**Available data:**

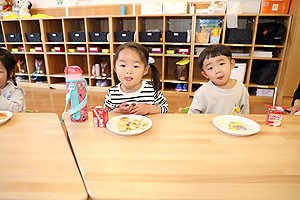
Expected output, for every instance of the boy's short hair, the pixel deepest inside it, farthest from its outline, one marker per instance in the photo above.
(213, 51)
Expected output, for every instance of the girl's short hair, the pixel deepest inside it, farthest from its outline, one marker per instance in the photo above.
(144, 56)
(213, 51)
(9, 62)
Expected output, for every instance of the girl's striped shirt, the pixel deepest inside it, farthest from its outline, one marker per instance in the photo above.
(146, 94)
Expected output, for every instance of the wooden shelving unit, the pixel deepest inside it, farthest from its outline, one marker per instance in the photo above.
(55, 62)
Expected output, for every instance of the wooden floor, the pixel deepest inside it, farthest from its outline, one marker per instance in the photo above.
(53, 101)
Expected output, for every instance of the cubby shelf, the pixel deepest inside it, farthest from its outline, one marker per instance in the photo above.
(55, 62)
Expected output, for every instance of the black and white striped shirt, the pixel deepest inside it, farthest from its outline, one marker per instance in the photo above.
(146, 94)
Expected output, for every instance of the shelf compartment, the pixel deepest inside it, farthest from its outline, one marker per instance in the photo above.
(79, 60)
(170, 87)
(31, 26)
(264, 72)
(53, 26)
(244, 22)
(97, 82)
(206, 24)
(268, 53)
(73, 25)
(30, 47)
(100, 46)
(262, 30)
(158, 64)
(12, 27)
(31, 65)
(97, 25)
(96, 59)
(81, 47)
(120, 24)
(146, 24)
(170, 67)
(57, 63)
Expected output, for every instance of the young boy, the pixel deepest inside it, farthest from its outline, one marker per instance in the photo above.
(221, 95)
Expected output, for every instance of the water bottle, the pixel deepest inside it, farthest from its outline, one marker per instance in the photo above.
(76, 96)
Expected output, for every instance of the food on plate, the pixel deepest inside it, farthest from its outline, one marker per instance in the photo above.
(236, 126)
(3, 116)
(131, 124)
(123, 124)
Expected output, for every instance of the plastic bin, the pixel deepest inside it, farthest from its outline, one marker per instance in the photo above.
(33, 37)
(14, 37)
(176, 36)
(55, 37)
(124, 36)
(238, 72)
(77, 36)
(275, 6)
(98, 36)
(1, 37)
(150, 36)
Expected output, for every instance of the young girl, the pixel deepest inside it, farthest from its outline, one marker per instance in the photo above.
(11, 96)
(132, 95)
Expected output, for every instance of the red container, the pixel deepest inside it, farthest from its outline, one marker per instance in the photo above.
(156, 50)
(95, 49)
(274, 115)
(81, 49)
(100, 116)
(184, 51)
(59, 49)
(38, 49)
(275, 6)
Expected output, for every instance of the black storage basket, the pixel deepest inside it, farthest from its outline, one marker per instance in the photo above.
(124, 36)
(264, 72)
(33, 37)
(238, 36)
(55, 37)
(1, 37)
(14, 37)
(150, 36)
(98, 36)
(270, 33)
(77, 36)
(176, 36)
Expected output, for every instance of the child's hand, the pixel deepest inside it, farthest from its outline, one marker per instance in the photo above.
(144, 109)
(125, 108)
(140, 109)
(295, 108)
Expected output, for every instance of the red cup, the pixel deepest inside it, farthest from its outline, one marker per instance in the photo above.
(274, 115)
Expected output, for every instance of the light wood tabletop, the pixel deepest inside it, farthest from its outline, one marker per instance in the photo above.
(36, 161)
(184, 156)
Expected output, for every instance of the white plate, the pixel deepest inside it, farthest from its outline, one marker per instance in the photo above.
(112, 125)
(236, 125)
(9, 115)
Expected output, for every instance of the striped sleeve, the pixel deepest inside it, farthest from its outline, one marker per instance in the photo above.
(108, 103)
(161, 101)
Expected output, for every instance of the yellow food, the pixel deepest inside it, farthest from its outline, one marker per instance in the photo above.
(3, 116)
(126, 124)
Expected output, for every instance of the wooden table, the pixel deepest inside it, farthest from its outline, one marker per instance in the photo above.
(186, 157)
(36, 161)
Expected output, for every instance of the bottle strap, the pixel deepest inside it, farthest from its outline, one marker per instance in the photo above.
(72, 95)
(67, 101)
(35, 72)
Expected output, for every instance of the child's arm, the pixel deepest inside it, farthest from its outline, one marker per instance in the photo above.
(245, 102)
(14, 103)
(145, 109)
(160, 106)
(198, 103)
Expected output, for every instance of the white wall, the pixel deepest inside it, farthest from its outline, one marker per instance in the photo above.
(53, 3)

**What the task asks:** Present every line of the items above as a Markdown table with the columns Row and Line, numbering the rows and skipping blank lines. Leave the pictures out.

**Answer for the task:**
| Row | Line |
|---|---|
| 1 | Expected output, for every instance of the boy's short hair, the pixel deepest inside it, farthest from its outline, one marker per instance in the photo above. |
| 2 | (213, 51) |
| 3 | Expected output, for every instance of the girl's short hair, the pixel deepest inside it, farthest from its outline, one marker per instance in the photo above. |
| 4 | (144, 56) |
| 5 | (213, 51) |
| 6 | (9, 62) |
| 7 | Expected output, for every instance of the girl's striped shirt, the pixel deepest inside it, farthest from its outline, one marker per instance in the photo above. |
| 8 | (146, 94) |
| 9 | Expected output, for every instance of the wooden shelving unit, the pixel deepest inside it, farthest from its outline, one marker per instance in the photo above. |
| 10 | (55, 62) |
| 11 | Expected output, for every instance of the wooden floor, the pixel deepest inside it, farthest from its outline, one marker per instance in the photo above. |
| 12 | (53, 101) |
| 13 | Expected output, for every instance of the cubby shelf, the pixel deepest inside it, farthest from its outline, one marker per instance in the photo above. |
| 14 | (55, 62) |
| 15 | Expected output, for every instance of the black and white striped shirt, the pixel deepest inside it, farthest from its outline, one marker per instance in the photo above. |
| 16 | (146, 94) |
| 17 | Expected output, for every instance of the shelf compartment, the pixel deepest inside it, farthest from its outline, one marker per instance in the photo above. |
| 18 | (79, 60) |
| 19 | (170, 87) |
| 20 | (31, 26) |
| 21 | (264, 72) |
| 22 | (53, 26) |
| 23 | (244, 22) |
| 24 | (97, 82) |
| 25 | (206, 24) |
| 26 | (268, 53) |
| 27 | (73, 25) |
| 28 | (30, 47) |
| 29 | (100, 46) |
| 30 | (262, 30) |
| 31 | (158, 64) |
| 32 | (12, 27) |
| 33 | (31, 65) |
| 34 | (97, 25) |
| 35 | (96, 59) |
| 36 | (81, 47) |
| 37 | (120, 24) |
| 38 | (146, 24) |
| 39 | (170, 67) |
| 40 | (57, 63) |
| 41 | Expected output, for every instance of the young boy, the pixel deepest inside it, farthest from its outline, one marker per instance in the photo above. |
| 42 | (221, 95) |
| 43 | Expected output, for every instance of the water bottle, the pixel deepest inside it, farthest from its outline, one marker per instance in the photo above. |
| 44 | (76, 96) |
| 45 | Expected output, for every instance of the food on plate, the pixel deepest inside it, farthest from its outline, one marker per instance in the photo above. |
| 46 | (236, 126) |
| 47 | (3, 116) |
| 48 | (131, 124) |
| 49 | (123, 124) |
| 50 | Expected output, for every instance of the plastic bin, the pixel deepest inside it, farthest from its outline, one marker per instance in the photo above. |
| 51 | (33, 37) |
| 52 | (14, 37) |
| 53 | (176, 36) |
| 54 | (55, 37) |
| 55 | (124, 36) |
| 56 | (238, 72) |
| 57 | (77, 36) |
| 58 | (275, 6) |
| 59 | (98, 36) |
| 60 | (1, 37) |
| 61 | (150, 36) |
| 62 | Expected output, for every instance of the young girl, the pixel deepest inside it, farthest from its outline, one marker per instance in the photo above. |
| 63 | (11, 96) |
| 64 | (132, 95) |
| 65 | Expected output, for every instance of the red container, the pixel deepest inside it, farthest from its outline, one marker per instance in the photo above. |
| 66 | (156, 50) |
| 67 | (95, 49) |
| 68 | (274, 115) |
| 69 | (81, 49) |
| 70 | (100, 116) |
| 71 | (184, 51) |
| 72 | (59, 49) |
| 73 | (38, 49) |
| 74 | (275, 6) |
| 75 | Expected output, for every instance of the black storage basket, the pixel deepest inside it, farthest from its outline, one marker per instance in the photo above. |
| 76 | (124, 36) |
| 77 | (264, 72) |
| 78 | (33, 37) |
| 79 | (238, 36) |
| 80 | (55, 37) |
| 81 | (1, 37) |
| 82 | (14, 37) |
| 83 | (150, 36) |
| 84 | (98, 36) |
| 85 | (270, 33) |
| 86 | (77, 36) |
| 87 | (176, 36) |
| 88 | Expected output, for every instance of the child's hand, the pixel deepest inside it, farthest from its outline, one marker per instance in the photo above. |
| 89 | (144, 109) |
| 90 | (125, 108) |
| 91 | (140, 109) |
| 92 | (295, 108) |
| 93 | Expected output, for every instance of the red cup, the pixel deepest inside it, farthest from its outline, one marker per instance in the photo above. |
| 94 | (274, 115) |
| 95 | Expected output, for every instance of the light wood tabletop, the pixel deepest inside it, farthest from its outline, one marker per instance in the photo above. |
| 96 | (36, 161) |
| 97 | (184, 156) |
| 98 | Expected output, for every instance of the white plate, the pixel deepest inside it, farthest from its outline, one marker per instance in the photo above. |
| 99 | (112, 125) |
| 100 | (236, 125) |
| 101 | (9, 115) |
| 102 | Expected output, for every instance of the striped sleeve, the pixel deepest inside it, farthest from its outline, one marker per instance in the photo above. |
| 103 | (108, 103) |
| 104 | (161, 101) |
| 105 | Expected output, for every instance of the yellow food, the pixel deepest inside it, farthest from its outline, one marker per instance in the photo above. |
| 106 | (3, 116) |
| 107 | (126, 124) |
| 108 | Expected output, for every instance of the wooden table, the pixel deepest inside it, farthest from its outline, one marker per instance in the photo above. |
| 109 | (186, 157) |
| 110 | (36, 161) |
| 111 | Expected output, for every instance of the bottle strap, the pixel deepest inside it, farthest from its outline, one marker per instance in the photo above. |
| 112 | (72, 95) |
| 113 | (67, 101) |
| 114 | (35, 72) |
| 115 | Expected output, for every instance of the child's arm, the pixel deepest inside it, farthest from its outline, one marker per instance in the photo above. |
| 116 | (245, 102) |
| 117 | (14, 103) |
| 118 | (145, 109) |
| 119 | (160, 106) |
| 120 | (198, 103) |
| 121 | Expected output, for every instance of the white wall, the pixel deepest inside it, farthest from its outline, one marker per instance in the photo above. |
| 122 | (53, 3) |